(Work to complete) Show every line in the dataset items below that contains the word "chair".

Dataset items:
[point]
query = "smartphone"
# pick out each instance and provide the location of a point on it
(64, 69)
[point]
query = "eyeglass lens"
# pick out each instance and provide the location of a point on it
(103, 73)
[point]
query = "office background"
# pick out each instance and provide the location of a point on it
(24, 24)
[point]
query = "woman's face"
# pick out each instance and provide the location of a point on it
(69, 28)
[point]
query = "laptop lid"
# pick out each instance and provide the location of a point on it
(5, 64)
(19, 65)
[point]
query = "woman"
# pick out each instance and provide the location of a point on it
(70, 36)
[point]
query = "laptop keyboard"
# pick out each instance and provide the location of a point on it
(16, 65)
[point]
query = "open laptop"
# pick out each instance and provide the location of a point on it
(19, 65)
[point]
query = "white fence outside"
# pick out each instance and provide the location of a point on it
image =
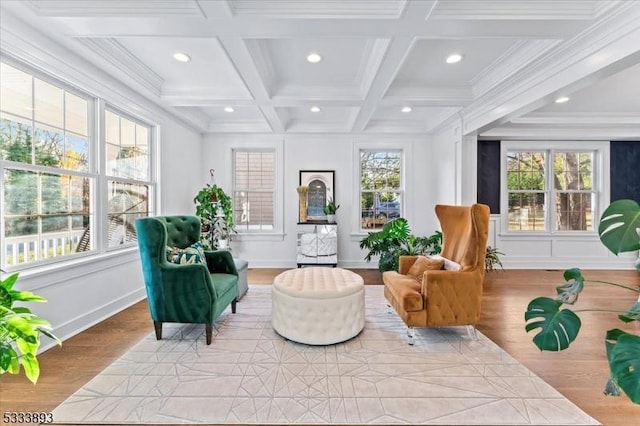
(28, 248)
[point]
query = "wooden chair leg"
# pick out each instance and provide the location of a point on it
(208, 332)
(157, 325)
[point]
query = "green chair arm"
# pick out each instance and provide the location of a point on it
(221, 262)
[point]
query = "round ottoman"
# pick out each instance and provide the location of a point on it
(318, 306)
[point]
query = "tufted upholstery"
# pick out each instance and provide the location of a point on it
(192, 293)
(318, 306)
(448, 297)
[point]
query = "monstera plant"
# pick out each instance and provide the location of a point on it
(395, 240)
(620, 232)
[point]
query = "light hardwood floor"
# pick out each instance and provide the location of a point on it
(579, 372)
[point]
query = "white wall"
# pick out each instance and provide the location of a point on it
(85, 291)
(180, 162)
(324, 152)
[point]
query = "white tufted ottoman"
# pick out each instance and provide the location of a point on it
(318, 306)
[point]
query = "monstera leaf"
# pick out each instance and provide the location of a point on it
(558, 327)
(633, 314)
(620, 226)
(568, 292)
(622, 352)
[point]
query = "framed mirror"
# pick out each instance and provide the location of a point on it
(321, 184)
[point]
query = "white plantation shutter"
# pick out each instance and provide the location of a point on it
(254, 190)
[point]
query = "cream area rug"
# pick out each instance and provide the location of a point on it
(251, 375)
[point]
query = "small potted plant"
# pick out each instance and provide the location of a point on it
(330, 210)
(215, 210)
(20, 331)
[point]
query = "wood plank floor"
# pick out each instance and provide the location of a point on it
(579, 373)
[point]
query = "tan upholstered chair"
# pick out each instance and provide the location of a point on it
(445, 297)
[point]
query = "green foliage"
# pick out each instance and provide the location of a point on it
(620, 226)
(492, 259)
(558, 328)
(20, 331)
(620, 232)
(395, 240)
(208, 201)
(331, 207)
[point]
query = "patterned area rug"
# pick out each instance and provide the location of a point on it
(251, 375)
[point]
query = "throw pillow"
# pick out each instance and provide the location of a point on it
(449, 264)
(186, 256)
(424, 263)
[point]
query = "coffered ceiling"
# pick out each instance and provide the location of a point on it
(377, 57)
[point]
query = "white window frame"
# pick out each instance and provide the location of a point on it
(96, 171)
(273, 190)
(92, 173)
(406, 152)
(277, 234)
(105, 177)
(600, 182)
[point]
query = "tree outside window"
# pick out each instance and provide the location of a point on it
(550, 190)
(380, 187)
(254, 190)
(44, 162)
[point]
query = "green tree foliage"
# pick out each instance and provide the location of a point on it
(21, 193)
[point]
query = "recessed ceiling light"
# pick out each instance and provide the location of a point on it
(181, 57)
(454, 58)
(314, 58)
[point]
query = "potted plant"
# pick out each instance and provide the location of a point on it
(395, 239)
(619, 231)
(330, 210)
(492, 259)
(215, 210)
(20, 331)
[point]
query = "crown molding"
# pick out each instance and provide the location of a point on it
(610, 41)
(21, 41)
(372, 58)
(430, 95)
(581, 119)
(118, 56)
(565, 132)
(320, 9)
(521, 54)
(503, 9)
(239, 126)
(259, 52)
(115, 8)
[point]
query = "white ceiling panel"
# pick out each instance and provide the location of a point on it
(377, 55)
(209, 68)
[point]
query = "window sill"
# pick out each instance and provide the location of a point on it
(44, 275)
(271, 236)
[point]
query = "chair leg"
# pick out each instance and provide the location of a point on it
(208, 332)
(471, 331)
(157, 325)
(411, 333)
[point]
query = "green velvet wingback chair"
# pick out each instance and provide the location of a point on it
(184, 293)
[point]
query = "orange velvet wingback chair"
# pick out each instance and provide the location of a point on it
(445, 297)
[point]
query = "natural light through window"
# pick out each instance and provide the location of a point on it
(254, 190)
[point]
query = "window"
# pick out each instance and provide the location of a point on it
(551, 189)
(254, 190)
(45, 164)
(50, 182)
(380, 187)
(129, 183)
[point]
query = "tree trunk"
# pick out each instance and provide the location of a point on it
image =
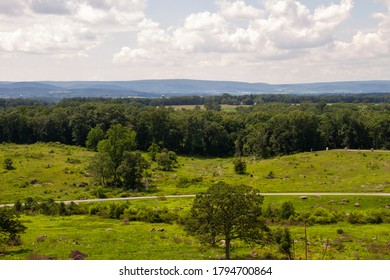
(227, 248)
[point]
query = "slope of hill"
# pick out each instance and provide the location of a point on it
(154, 88)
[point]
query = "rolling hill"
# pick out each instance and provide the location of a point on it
(52, 90)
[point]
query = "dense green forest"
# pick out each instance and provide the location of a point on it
(271, 125)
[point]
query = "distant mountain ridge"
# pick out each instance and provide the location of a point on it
(178, 87)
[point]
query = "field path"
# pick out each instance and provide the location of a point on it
(193, 195)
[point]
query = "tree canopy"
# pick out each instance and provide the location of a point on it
(10, 226)
(227, 212)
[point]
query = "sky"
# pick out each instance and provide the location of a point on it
(270, 41)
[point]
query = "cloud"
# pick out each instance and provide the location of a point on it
(56, 7)
(282, 29)
(11, 7)
(59, 27)
(368, 44)
(237, 10)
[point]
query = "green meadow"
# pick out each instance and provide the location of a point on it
(101, 238)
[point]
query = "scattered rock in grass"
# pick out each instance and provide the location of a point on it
(34, 181)
(41, 238)
(83, 184)
(77, 255)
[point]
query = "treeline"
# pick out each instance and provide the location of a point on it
(249, 99)
(265, 129)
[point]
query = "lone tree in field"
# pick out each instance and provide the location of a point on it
(239, 165)
(227, 212)
(8, 164)
(10, 226)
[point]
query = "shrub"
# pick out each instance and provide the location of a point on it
(323, 216)
(271, 175)
(239, 165)
(8, 164)
(287, 210)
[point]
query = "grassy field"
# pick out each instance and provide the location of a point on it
(57, 171)
(43, 171)
(101, 238)
(325, 171)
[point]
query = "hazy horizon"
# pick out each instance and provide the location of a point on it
(268, 41)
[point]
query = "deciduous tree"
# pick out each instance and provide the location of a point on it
(227, 212)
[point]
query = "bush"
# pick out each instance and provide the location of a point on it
(323, 216)
(271, 175)
(8, 164)
(287, 210)
(239, 166)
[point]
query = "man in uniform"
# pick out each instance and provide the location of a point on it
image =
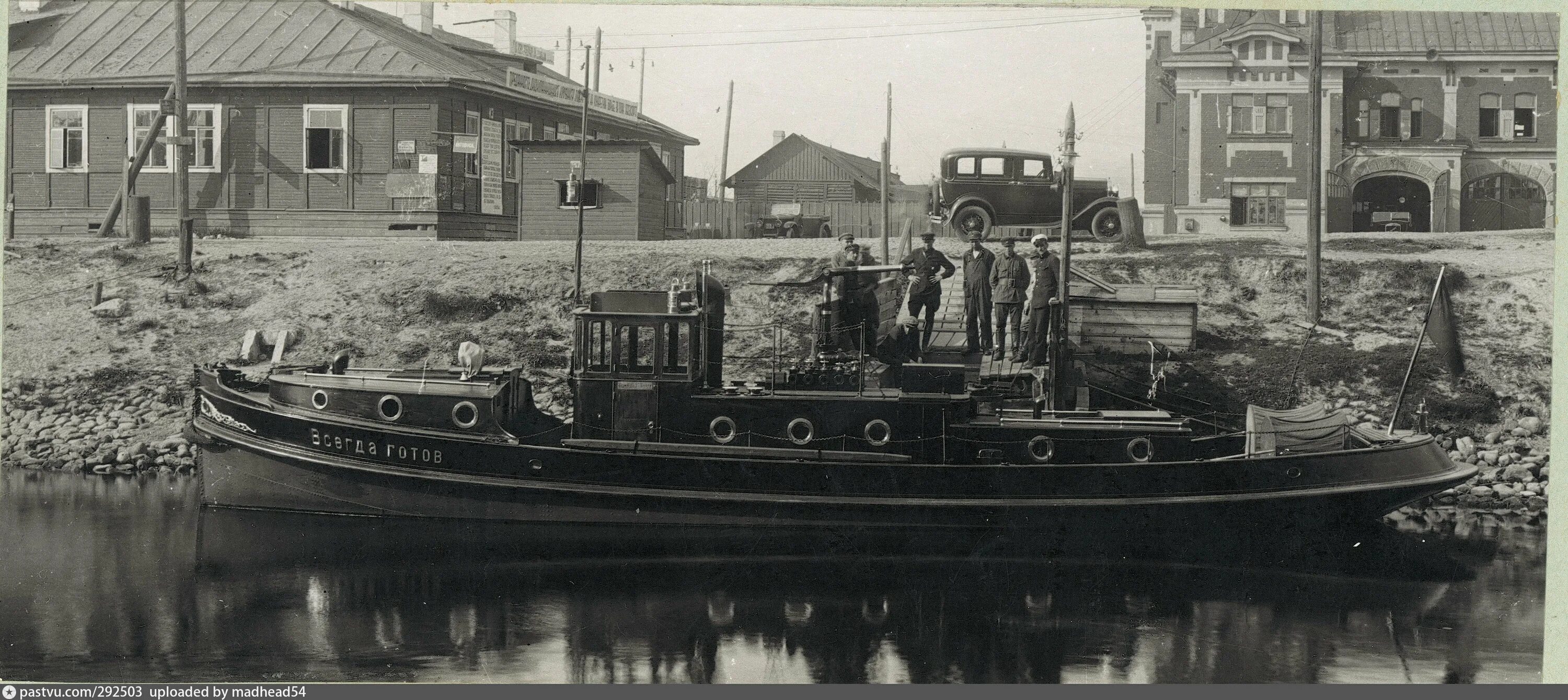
(977, 295)
(1009, 292)
(926, 286)
(1042, 302)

(Answer below)
query = "wooden chair leg"
query = "green chair arm"
query = "tan upholstered chair"
query = "chair leg"
query = "green velvet wingback chair"
query = "orange velvet wingback chair"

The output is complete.